"""

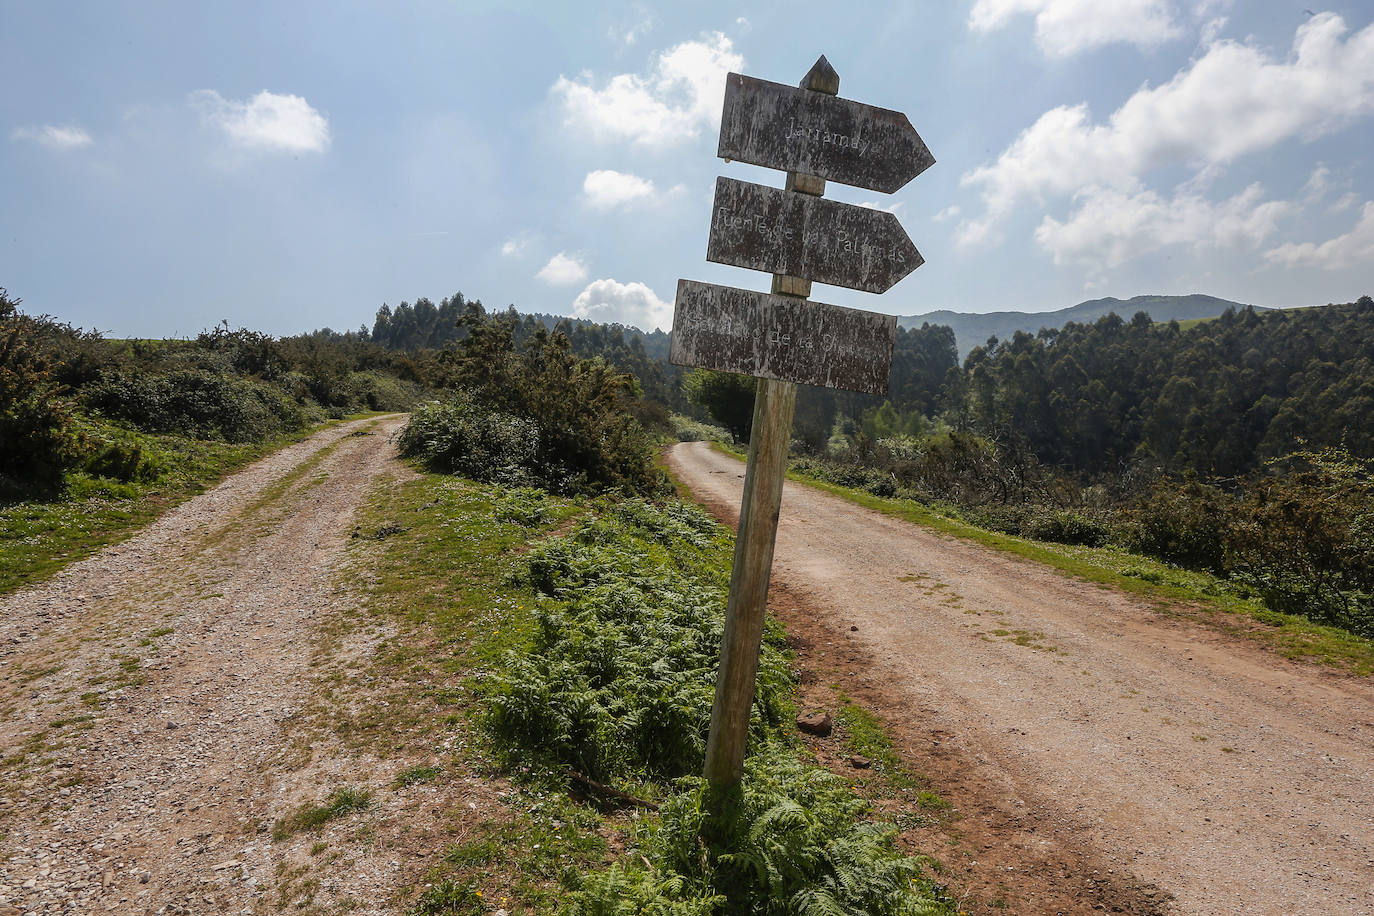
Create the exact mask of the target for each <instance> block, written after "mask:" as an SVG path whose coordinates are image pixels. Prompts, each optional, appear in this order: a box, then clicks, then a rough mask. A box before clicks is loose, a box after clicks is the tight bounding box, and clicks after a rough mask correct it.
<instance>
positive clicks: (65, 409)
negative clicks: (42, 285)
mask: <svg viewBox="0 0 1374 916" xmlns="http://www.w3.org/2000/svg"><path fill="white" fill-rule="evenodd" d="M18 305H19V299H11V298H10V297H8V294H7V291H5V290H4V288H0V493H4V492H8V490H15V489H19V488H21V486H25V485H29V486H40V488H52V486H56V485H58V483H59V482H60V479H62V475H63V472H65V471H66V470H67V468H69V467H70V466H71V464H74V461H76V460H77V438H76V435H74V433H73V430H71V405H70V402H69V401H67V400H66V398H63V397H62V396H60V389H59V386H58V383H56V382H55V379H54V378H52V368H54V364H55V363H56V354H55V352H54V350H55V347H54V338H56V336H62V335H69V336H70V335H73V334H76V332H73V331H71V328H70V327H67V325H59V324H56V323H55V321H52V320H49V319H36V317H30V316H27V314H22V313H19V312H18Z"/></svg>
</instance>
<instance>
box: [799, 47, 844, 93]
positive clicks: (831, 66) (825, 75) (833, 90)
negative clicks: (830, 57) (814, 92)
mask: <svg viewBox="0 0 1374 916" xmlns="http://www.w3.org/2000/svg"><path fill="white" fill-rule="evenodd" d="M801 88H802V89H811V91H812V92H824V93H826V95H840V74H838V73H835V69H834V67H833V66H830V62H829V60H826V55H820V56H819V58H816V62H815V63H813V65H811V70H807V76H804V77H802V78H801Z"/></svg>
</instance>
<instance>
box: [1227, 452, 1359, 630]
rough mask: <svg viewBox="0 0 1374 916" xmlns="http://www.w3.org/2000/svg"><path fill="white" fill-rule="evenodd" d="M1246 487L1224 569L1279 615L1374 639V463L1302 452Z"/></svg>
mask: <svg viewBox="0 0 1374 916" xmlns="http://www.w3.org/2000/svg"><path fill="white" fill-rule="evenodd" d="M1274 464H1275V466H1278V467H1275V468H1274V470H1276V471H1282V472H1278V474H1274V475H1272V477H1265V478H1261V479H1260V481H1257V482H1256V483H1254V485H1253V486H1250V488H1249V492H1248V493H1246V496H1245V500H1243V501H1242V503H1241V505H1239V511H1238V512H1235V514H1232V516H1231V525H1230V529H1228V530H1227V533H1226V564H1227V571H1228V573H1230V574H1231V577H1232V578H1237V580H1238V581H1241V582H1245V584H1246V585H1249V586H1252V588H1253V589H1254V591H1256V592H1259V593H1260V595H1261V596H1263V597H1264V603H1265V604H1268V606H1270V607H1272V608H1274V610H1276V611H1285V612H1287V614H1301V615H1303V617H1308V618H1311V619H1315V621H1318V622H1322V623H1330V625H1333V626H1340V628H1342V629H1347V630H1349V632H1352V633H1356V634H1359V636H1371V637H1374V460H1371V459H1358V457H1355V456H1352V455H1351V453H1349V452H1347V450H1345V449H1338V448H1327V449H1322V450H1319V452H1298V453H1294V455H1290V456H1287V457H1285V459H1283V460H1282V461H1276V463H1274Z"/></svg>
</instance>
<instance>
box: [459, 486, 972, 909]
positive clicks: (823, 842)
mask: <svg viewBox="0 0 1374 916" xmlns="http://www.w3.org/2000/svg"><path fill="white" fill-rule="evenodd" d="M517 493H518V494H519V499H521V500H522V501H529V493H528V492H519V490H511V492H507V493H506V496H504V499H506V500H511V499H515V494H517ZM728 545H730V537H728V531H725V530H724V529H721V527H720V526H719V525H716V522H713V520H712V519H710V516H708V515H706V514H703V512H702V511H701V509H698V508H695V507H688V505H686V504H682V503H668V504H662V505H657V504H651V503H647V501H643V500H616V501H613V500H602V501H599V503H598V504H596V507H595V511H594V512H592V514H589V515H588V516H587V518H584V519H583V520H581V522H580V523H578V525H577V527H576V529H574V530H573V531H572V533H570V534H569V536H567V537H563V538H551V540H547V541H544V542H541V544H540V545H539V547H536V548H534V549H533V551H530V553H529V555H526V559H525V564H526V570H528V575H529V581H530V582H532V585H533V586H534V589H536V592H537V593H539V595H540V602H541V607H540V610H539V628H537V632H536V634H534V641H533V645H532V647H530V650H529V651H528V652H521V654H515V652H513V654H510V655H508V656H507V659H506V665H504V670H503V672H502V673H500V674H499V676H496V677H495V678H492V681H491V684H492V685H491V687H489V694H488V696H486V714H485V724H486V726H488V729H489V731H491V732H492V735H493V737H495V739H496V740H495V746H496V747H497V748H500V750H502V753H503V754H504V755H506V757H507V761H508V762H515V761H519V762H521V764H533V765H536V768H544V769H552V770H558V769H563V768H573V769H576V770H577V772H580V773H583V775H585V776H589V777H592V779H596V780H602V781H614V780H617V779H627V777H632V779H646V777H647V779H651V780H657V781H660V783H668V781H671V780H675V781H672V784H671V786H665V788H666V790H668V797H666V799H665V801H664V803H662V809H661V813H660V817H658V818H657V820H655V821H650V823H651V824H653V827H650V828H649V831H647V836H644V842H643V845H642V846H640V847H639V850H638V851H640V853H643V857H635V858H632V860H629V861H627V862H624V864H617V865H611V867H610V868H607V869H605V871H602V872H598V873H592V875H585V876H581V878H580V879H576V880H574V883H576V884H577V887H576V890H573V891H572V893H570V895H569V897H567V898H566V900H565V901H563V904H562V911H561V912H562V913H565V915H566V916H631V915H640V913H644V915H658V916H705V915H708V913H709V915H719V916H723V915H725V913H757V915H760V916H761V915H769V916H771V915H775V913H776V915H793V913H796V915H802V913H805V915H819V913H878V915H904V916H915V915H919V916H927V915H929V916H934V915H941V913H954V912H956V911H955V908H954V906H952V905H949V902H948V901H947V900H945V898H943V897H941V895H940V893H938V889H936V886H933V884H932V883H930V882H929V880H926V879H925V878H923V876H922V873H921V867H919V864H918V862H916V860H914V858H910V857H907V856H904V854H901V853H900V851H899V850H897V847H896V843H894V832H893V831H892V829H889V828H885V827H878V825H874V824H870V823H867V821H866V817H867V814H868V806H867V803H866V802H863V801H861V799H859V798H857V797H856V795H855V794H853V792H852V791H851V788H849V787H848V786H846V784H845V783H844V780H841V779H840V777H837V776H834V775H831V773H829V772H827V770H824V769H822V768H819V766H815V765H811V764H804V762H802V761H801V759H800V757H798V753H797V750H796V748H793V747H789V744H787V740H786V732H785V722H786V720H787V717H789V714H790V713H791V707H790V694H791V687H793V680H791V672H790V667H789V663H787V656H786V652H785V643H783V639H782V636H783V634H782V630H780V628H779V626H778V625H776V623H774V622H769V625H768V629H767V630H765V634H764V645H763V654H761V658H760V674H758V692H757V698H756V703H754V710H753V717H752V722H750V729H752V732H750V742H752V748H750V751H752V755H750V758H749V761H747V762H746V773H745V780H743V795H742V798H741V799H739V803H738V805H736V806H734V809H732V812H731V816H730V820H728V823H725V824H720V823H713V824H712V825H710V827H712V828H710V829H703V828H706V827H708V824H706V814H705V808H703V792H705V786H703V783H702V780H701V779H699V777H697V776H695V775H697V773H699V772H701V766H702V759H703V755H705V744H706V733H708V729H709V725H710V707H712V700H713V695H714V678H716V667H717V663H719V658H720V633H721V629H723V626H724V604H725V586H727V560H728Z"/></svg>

"""

Work task: Repeat each of the records exactly as written, except for the pictures, which are to be left out.

Response:
Create the exact mask of the target for each <instance> block, written after "mask:" as an SVG path whose coordinates are image pixels. Prompts, each optional, appear in this order: a box, then clicks, then a rough mask. A box before clicks is loose, a box after clicks is the tight bounding box, and clicks after a rough mask correct it.
<instance>
positive clicks: (65, 409)
negative clicks: (42, 285)
mask: <svg viewBox="0 0 1374 916" xmlns="http://www.w3.org/2000/svg"><path fill="white" fill-rule="evenodd" d="M18 305H19V299H11V298H10V297H8V294H7V291H5V290H4V288H0V493H4V492H8V490H15V489H19V488H21V486H25V485H29V486H40V488H52V486H56V485H58V483H59V482H60V479H62V475H63V472H65V471H66V470H67V468H69V467H70V466H71V464H74V461H76V460H77V438H76V435H74V433H73V430H71V405H70V402H69V401H67V400H66V398H63V397H62V396H60V389H59V386H58V383H56V382H55V379H54V378H52V368H54V364H55V363H56V354H55V352H54V350H55V347H54V338H56V336H62V335H69V336H70V335H73V334H76V332H73V331H71V328H70V327H67V325H59V324H56V323H55V321H52V320H49V319H36V317H30V316H27V314H22V313H19V312H18Z"/></svg>
</instance>
<instance>
box: [799, 47, 844, 93]
positive clicks: (831, 66) (825, 75) (833, 90)
negative clicks: (830, 57) (814, 92)
mask: <svg viewBox="0 0 1374 916" xmlns="http://www.w3.org/2000/svg"><path fill="white" fill-rule="evenodd" d="M801 88H802V89H811V91H812V92H824V93H826V95H840V74H838V73H835V69H834V67H833V66H830V62H829V60H826V55H820V56H819V58H816V62H815V63H813V65H811V70H807V76H804V77H802V78H801Z"/></svg>
</instance>
<instance>
box: [1227, 452, 1359, 630]
rough mask: <svg viewBox="0 0 1374 916" xmlns="http://www.w3.org/2000/svg"><path fill="white" fill-rule="evenodd" d="M1246 487L1224 569L1279 615L1374 639V463L1302 452Z"/></svg>
mask: <svg viewBox="0 0 1374 916" xmlns="http://www.w3.org/2000/svg"><path fill="white" fill-rule="evenodd" d="M1274 464H1275V466H1278V467H1275V468H1274V470H1276V471H1282V472H1278V474H1274V475H1272V477H1265V478H1261V479H1260V481H1257V482H1256V483H1254V485H1253V486H1250V488H1249V492H1248V493H1246V496H1245V500H1243V501H1242V503H1241V505H1239V511H1238V512H1235V514H1232V516H1231V525H1230V529H1228V530H1227V533H1226V564H1227V571H1228V573H1230V574H1231V577H1232V578H1237V580H1238V581H1241V582H1245V584H1246V585H1249V586H1252V588H1253V589H1254V591H1256V592H1259V593H1260V595H1261V596H1263V597H1264V603H1265V604H1268V606H1270V607H1272V608H1274V610H1276V611H1285V612H1287V614H1301V615H1303V617H1308V618H1311V619H1315V621H1318V622H1322V623H1330V625H1333V626H1340V628H1342V629H1347V630H1349V632H1352V633H1356V634H1359V636H1371V637H1374V460H1371V459H1358V457H1355V456H1352V455H1351V453H1349V452H1347V450H1345V449H1338V448H1327V449H1322V450H1319V452H1298V453H1294V455H1290V456H1287V457H1285V459H1283V460H1282V461H1276V463H1274Z"/></svg>
</instance>
<instance>
box: [459, 486, 972, 909]
positive clicks: (823, 842)
mask: <svg viewBox="0 0 1374 916" xmlns="http://www.w3.org/2000/svg"><path fill="white" fill-rule="evenodd" d="M517 493H518V494H519V499H521V500H522V501H529V493H528V492H519V490H511V492H507V493H506V496H504V499H506V500H511V499H515V494H517ZM728 545H730V537H728V531H725V530H724V529H721V527H720V526H719V525H716V522H713V520H712V519H710V516H708V515H706V514H703V512H702V511H701V509H698V508H695V507H688V505H686V504H682V503H668V504H662V505H657V504H651V503H647V501H643V500H616V501H613V500H602V501H599V503H598V504H596V507H595V511H594V512H592V514H589V515H588V516H587V518H584V519H583V520H581V522H580V523H578V525H577V527H576V529H574V530H573V531H572V533H570V534H569V536H567V537H563V538H551V540H547V541H544V542H541V544H540V545H539V547H536V548H534V549H533V551H530V553H529V555H526V559H525V564H526V570H528V575H529V581H530V582H532V585H533V586H534V589H536V592H537V593H539V595H540V602H541V607H540V610H539V628H537V632H536V634H534V641H533V645H532V647H530V650H529V651H528V652H521V654H515V652H513V654H510V655H508V656H507V659H506V665H504V670H503V672H502V673H500V674H499V676H496V677H495V678H492V681H491V684H492V685H491V687H489V694H488V696H486V714H485V724H486V726H488V729H489V731H491V732H492V735H493V737H495V739H496V740H495V746H496V747H497V748H500V750H502V753H503V754H504V755H506V757H507V761H508V762H515V761H519V762H521V764H533V765H536V768H544V769H552V770H558V769H563V768H573V769H576V770H577V772H580V773H583V775H585V776H589V777H592V779H596V780H602V781H614V780H617V779H627V777H632V779H646V777H647V779H651V780H657V781H660V783H668V781H671V780H675V781H672V784H671V786H665V788H666V790H668V797H666V799H665V801H664V803H662V809H661V813H660V817H658V818H657V820H655V821H650V823H651V824H653V827H650V828H649V831H647V836H644V842H643V845H642V846H640V847H639V850H638V851H640V853H643V857H635V858H632V860H629V861H627V862H624V864H617V865H611V867H610V868H607V869H605V871H602V872H598V873H592V875H585V876H581V878H580V879H576V880H574V883H576V884H577V887H576V890H573V891H572V893H570V895H569V897H567V898H566V900H565V901H563V904H562V911H561V912H562V913H565V915H566V916H631V915H640V913H644V915H658V916H705V915H708V913H709V915H719V916H723V915H725V913H757V915H760V916H761V915H769V916H771V915H775V913H776V915H793V913H796V915H802V913H805V915H819V913H878V915H904V916H915V915H919V916H927V915H929V916H934V915H941V913H954V912H956V911H955V908H954V906H952V905H949V902H948V901H947V900H945V898H943V897H941V895H940V893H938V889H936V886H933V884H932V883H930V882H929V880H926V879H925V878H923V876H922V873H921V867H919V864H918V862H916V860H914V858H910V857H907V856H904V854H901V853H900V851H899V850H897V847H896V843H894V832H893V831H892V829H889V828H885V827H878V825H874V824H870V823H867V821H866V817H867V814H868V806H867V803H866V802H863V801H861V799H859V798H857V797H856V795H855V794H853V792H852V791H851V788H849V787H848V786H846V784H845V783H844V780H841V779H840V777H837V776H834V775H831V773H829V772H827V770H824V769H822V768H819V766H815V765H811V764H804V762H802V761H801V759H800V757H798V753H797V750H796V748H793V747H789V744H787V740H786V732H785V722H786V720H787V717H789V714H790V713H791V707H790V694H791V687H793V680H791V672H790V667H789V663H787V656H786V652H785V643H783V639H782V636H783V634H782V630H780V628H779V626H778V625H776V623H774V622H769V625H768V629H767V630H765V634H764V645H763V654H761V658H760V674H758V692H757V698H756V703H754V710H753V717H752V722H750V729H752V732H750V742H752V748H750V751H752V755H750V758H749V761H747V762H746V773H745V780H743V795H742V798H741V799H739V803H738V805H736V806H734V809H732V812H731V816H730V820H728V823H725V824H720V823H713V824H712V825H710V827H712V828H710V829H703V828H706V827H708V824H706V814H705V808H703V792H705V786H703V783H702V780H701V779H699V777H697V776H695V775H697V773H699V772H701V766H702V759H703V755H705V744H706V733H708V729H709V725H710V707H712V700H713V695H714V678H716V667H717V663H719V658H720V633H721V629H723V626H724V604H725V586H727V560H728Z"/></svg>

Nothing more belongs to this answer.